(Written request):
Answer these questions about the patent page:
1. On what date was the patent granted?
2. Which two materials does the investment casting mold composition have?
3. What range does the abstract give for the solids in the final calcium aluminate/liquid mixture with large scale alumina?

(Text excerpt):
+++

P
US10695824B2ActiveUtilityPatentIndex 50

Mold compositions and methods for casting titanium and titanium aluminide alloys

Assignee: GEN ELECTRICPriority: Feb 29, 2012Filed: Jul 25, 2019Granted: Jun 30, 2020
Est. expiryFeb 29, 2032(~5.7 yrs left)· nominal 20-yr term from priority
Inventors:BEWLAY BERNARD PATRICKBANCHERI STEPHENWeimer michaelMCKIEVER JOANELLIS BRIAN
B22C 9/22B22D 21/022B22C 9/04B22C 7/02B22C 1/00
50
PatentIndex Score
0
Cited by
22
References
16
Claims

Abstract

A casting method for titanium and titanium alloys, the casting method including obtaining an investment casting mold composition having calcium aluminate and aluminum oxide, the calcium aluminate combined with a liquid to produce a slurry of calcium aluminate, and wherein the solids in the final calcium aluminate/liquid mixture with large scale alumina is about 71% to about 90%. The method further includes pouring the investment casting mold composition into a vessel containing a fugitive pattern, curing the investment casting mold composition to form a mold, removing the fugitive pattern from the mold, firing the mold, preheating the mold to a mold casting temperature, pouring molten titanium or titanium alloy into the preheated mold, solidifying the molten titanium or titanium alloy and forming a solidified titanium or titanium alloy casting, and removing the solidified titanium or titanium alloy casting from the mold.

+++

(Supplied records):
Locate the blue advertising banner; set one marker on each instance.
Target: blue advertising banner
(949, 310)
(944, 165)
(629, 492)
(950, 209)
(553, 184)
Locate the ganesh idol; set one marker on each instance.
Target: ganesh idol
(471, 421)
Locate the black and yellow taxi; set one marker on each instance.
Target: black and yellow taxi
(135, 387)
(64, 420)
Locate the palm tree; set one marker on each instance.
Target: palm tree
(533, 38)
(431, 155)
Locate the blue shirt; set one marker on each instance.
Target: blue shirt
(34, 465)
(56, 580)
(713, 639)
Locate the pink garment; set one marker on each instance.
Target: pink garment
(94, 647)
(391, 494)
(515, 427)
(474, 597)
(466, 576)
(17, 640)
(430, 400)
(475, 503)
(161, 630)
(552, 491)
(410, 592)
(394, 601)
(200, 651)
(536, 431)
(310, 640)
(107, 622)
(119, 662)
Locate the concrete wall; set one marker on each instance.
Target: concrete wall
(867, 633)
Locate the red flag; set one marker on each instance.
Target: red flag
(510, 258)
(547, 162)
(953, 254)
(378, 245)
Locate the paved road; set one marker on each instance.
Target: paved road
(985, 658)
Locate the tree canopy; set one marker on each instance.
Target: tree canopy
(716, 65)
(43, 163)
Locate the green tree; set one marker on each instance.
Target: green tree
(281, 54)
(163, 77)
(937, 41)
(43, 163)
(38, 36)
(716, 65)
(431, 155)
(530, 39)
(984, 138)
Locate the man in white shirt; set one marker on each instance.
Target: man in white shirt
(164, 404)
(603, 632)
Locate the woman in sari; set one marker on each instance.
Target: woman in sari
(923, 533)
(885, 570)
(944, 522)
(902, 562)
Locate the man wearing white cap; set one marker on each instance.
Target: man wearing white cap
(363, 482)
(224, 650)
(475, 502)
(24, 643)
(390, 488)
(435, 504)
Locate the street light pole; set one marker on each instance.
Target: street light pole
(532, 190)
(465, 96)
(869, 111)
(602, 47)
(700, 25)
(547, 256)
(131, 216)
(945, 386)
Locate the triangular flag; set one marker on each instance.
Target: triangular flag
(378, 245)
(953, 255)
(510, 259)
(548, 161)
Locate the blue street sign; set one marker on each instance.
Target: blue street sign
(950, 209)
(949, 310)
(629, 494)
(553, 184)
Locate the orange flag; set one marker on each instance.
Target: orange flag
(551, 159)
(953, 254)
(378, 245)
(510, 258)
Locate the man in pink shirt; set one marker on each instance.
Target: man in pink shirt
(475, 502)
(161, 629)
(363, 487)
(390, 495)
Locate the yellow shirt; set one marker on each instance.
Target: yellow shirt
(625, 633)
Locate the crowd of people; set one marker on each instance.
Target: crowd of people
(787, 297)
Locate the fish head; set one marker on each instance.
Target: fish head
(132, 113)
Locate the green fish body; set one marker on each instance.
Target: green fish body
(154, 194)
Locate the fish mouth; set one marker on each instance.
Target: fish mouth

+++

(Right answer):
1. Jun 30, 2020
2. Calcium aluminate and aluminum oxide
3. About 71% to about 90%